本文:
★ ★ ★ ★

そうした技術の開発に着手するスタートアップを、「ディープテック・スタートアップ」と呼ぶが、近年では、技術開発や新たな価値創造、社会実装を促進していく意味合いから、事業会社とディープテック・スタートアップが連携する事例が増えてきた。
本連載では、独自にインタビューを進めた内容を元に、事業会社の視点からディープテック・スタートアップとの連携における課題や成功ポイントについて紹介していく。
今回は、シナノケンシ株式会社で実施しているディープテック・スタートアップ(以下、DTSU)との連携について、金子様に話を聞いた。(以下、本文敬称略)
新規事業創出により、さらに100年の成長を
─―御社は主な事業として、「環境分野」、「医療福祉分野」、「自動化分野」、「車載分野」の4つの業界特化型ビジネスを展開していますが、新規事業開発としては、どのような取組みを実施しているのでしょうか。
金子:シナノケンシでは、新しい事業の柱を創出し、さらに100年の成長を目指すため、積極的に新規事業開発に取り組んでいます。具体的な事業としては「宇宙事業」に着手しており、小型人工衛星向けの姿勢制御に用いる基幹部品として「リアクションホイール」を開発しています。また、新規事業開発を検討する部署としては、開発技術本部の中に新規事業開発課があり、DTSUとの連携に係る検討や、連携先の探索・調整などを実施していますね。
─―「宇宙事業」は大変興味深いですね。DTSUとの連携では、どのような形態での連携が多いのでしょうか。
金子:当社は部品を製造している会社であることから、DTSUとは共同研究や共同PoCという形で連携することが多いです。中でもハードウェアを開発しているDTSUとの共同研究や共同開発が多いですね。出資という観点ですと、リスクを考慮しながらLP出資を実施しています。

★ ★ ★ ★

項目一覧:
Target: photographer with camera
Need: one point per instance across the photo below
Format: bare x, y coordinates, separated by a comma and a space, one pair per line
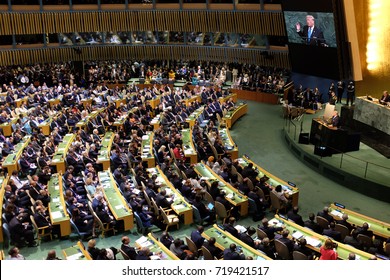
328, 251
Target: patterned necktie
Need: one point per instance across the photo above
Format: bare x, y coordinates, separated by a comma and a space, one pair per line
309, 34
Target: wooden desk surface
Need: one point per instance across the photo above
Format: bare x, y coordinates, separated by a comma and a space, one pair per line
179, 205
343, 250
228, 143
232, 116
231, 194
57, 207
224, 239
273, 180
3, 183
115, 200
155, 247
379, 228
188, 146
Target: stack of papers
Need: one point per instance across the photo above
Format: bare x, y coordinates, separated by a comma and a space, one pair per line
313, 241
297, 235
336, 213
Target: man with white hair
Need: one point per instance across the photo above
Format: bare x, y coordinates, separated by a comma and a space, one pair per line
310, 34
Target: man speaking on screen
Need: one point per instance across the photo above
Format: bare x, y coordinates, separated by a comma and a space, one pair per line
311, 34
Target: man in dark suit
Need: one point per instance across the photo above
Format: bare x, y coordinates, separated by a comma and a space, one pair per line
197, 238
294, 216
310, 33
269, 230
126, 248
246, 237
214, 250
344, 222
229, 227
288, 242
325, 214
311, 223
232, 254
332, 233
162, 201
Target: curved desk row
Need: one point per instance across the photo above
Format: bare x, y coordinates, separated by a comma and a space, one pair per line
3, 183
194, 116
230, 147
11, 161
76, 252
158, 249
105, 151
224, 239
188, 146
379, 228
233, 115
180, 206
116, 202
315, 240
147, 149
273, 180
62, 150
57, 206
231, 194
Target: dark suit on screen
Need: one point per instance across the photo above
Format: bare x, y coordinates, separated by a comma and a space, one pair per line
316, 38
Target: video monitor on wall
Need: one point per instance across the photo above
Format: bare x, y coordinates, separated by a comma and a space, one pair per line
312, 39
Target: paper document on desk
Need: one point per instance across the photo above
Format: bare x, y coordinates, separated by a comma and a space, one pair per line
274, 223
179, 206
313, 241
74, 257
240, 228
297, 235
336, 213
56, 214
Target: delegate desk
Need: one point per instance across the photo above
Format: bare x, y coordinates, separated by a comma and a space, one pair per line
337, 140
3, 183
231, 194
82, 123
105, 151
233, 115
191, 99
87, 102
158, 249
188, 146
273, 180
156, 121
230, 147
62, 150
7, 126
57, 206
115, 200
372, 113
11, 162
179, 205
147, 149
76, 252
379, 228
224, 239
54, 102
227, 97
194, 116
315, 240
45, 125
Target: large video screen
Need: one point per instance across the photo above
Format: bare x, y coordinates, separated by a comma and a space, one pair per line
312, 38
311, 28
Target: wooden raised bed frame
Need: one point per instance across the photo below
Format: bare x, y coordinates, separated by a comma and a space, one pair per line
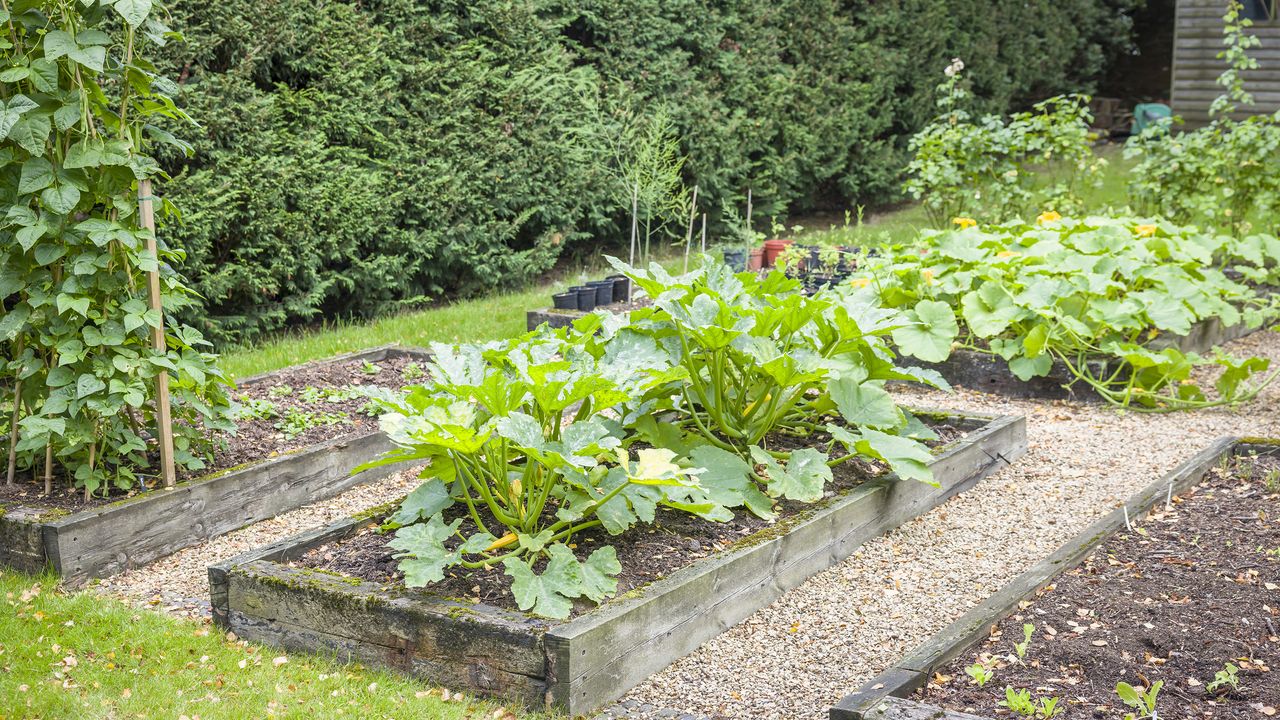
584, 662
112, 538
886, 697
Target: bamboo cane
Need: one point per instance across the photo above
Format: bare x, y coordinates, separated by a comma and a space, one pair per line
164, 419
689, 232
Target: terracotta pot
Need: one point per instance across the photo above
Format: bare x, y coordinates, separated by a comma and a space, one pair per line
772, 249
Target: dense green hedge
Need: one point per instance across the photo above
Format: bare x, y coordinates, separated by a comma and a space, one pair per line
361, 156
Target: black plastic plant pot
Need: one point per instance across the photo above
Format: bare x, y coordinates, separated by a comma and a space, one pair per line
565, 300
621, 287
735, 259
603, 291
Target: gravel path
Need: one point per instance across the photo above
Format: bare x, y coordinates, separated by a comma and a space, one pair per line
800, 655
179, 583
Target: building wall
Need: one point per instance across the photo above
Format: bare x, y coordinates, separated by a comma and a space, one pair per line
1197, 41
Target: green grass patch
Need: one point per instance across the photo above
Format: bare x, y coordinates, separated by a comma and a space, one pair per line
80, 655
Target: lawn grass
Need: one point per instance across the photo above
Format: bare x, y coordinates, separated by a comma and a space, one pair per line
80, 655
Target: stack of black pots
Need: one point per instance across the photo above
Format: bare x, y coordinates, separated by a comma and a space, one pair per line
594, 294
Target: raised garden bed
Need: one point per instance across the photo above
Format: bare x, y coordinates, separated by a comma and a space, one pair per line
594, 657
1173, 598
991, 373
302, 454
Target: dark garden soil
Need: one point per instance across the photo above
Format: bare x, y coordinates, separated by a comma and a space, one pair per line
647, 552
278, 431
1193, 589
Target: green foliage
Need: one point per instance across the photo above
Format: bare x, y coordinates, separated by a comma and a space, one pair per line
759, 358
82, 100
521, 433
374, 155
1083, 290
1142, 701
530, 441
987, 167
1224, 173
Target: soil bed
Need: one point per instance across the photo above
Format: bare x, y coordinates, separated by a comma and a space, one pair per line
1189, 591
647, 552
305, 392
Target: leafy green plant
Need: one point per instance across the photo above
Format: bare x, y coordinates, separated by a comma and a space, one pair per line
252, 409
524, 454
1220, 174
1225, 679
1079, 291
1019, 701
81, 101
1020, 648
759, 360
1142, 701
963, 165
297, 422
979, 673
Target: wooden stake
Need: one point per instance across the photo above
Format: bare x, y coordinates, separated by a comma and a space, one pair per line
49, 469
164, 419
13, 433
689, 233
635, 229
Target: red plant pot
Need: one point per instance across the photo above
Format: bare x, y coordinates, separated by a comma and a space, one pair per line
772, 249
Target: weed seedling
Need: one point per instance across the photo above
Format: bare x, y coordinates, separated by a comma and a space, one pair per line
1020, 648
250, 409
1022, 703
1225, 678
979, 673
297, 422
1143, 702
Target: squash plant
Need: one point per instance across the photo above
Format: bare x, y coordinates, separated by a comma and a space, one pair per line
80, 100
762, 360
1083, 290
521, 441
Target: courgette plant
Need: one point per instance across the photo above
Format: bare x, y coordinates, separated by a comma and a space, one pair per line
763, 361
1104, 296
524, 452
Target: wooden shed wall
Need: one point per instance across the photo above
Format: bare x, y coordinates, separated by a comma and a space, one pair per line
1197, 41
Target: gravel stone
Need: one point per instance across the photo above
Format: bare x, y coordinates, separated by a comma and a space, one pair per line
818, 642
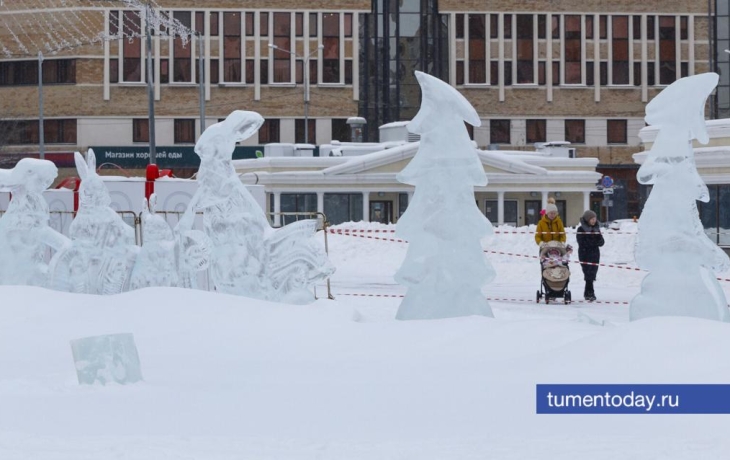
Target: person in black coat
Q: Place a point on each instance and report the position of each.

★ ★ ★ ★

情報の活用:
[A] 本文に基づいて、次の問いに答えよ。
(i) シナノケンシが新規事業として着手している事業は何か。
(ii) 新規事業開発を検討する部署は、どの本部の中にある何という課か。
(iii) シナノケンシがDTSUと連携する際に多い形態は何か。
[B] シナノケンシへのインタビュー記事を、最後の文のあとから書き進めよ。

番号付き回答:
[A]
(i) 宇宙事業（小型人工衛星向けの姿勢制御に用いる基幹部品「リアクションホイール」の開発）
(ii) 開発技術本部の中にある新規事業開発課
(iii) 共同研究や共同PoC

[B]
シナノケンシの4つのビジネス
参考:https://jp.aspina-group.com/ja/career/about-aspina/#anc-03
効果的にVCや金融機関を活用し、ソーシング活動を推進
─―続いて、DTSUへのアプローチ方法について教えてください。御社はどのようなソーシング活動を行っているのでしょうか。
金子:Web媒体での公開情報の探索、自社や社員のネットワークを活用した探索、SUピッチ等のイベントの参加、LP出資を通じた探索など、様々なソーシング活動を実施しています。どれか特定の手段にこだわるのではなく、様々な手法を組み合わせながらソーシング活動を実施していますね。
─―手段の一つとして、SUピッチ等のイベントの参加をあげていただきましたが、具体的にどのようなイベントに参加しているのでしょうか。また、イベントにはどのような目的で参加されているのでしょうか。
金子:金融機関やVCが主催しているピッチイベントに積極的に参加しています。登壇者は主にシード期のSUが多いので、最新情報の収集という観点で有効だと考えています。また、イベントでは登壇者以外にも、イベントに来ている他の参加者やイベント関係者とのネットワークを構築できます。人脈を広げていくという観点で、非常に魅力的な機会だと思います。
─―情報収集においては、独自にリサーチするだけでなく、外部組織を活用することはあるのでしょうか。
金子:より効率的に情報を収集していくために活用しています。自社にはない専門的な知見の補完、データの活用などの目的で外部組織の力を借りていますね。
─―実際にDTSUとの連携を検討する際は、どのような観点を重視しているのでしょうか。
金子:自社との親和性、将来性、事業計画の実現性の高さを重視していますね。また、SUの経営陣が十分な専門性を有しているか、業界の知見をもとにマネタイズできているかは、非常に重要な観点だと思います。より深い評価・検討をしていくため、適宜VCの知見も借りています。
─―様々なソーシング活動を行われていることが理解できましたが、DTSUとの連携を推進するにあたって、KPIやノルマ等は設定しているのでしょうか。
金子:何社ほどのSUと会うか、開発費をどの程度にするか等の定量的なKPIは設定していますが、単にノルマを消化するためのKPIとはならないようにしています。DTSUとの連携は、コア事業の競争力強化や派生事業の展開、新規事業領域進出に向けた探索が目的です。ノルマ消化ではなく、目的を達成するための取組みが必要だと考えます。
─―知財の条件等、DTSUとの連携を円滑に進めるうえで、難しい点や工夫している点はございますか。
金子:連携するSUの規模に応じて知財等の条件を柔軟に変更するようにしています。特にシードフェーズの企業では、資金力が不足しているケースが多いので、必要に応じてSU側に求める条件を緩めるようにしていますね。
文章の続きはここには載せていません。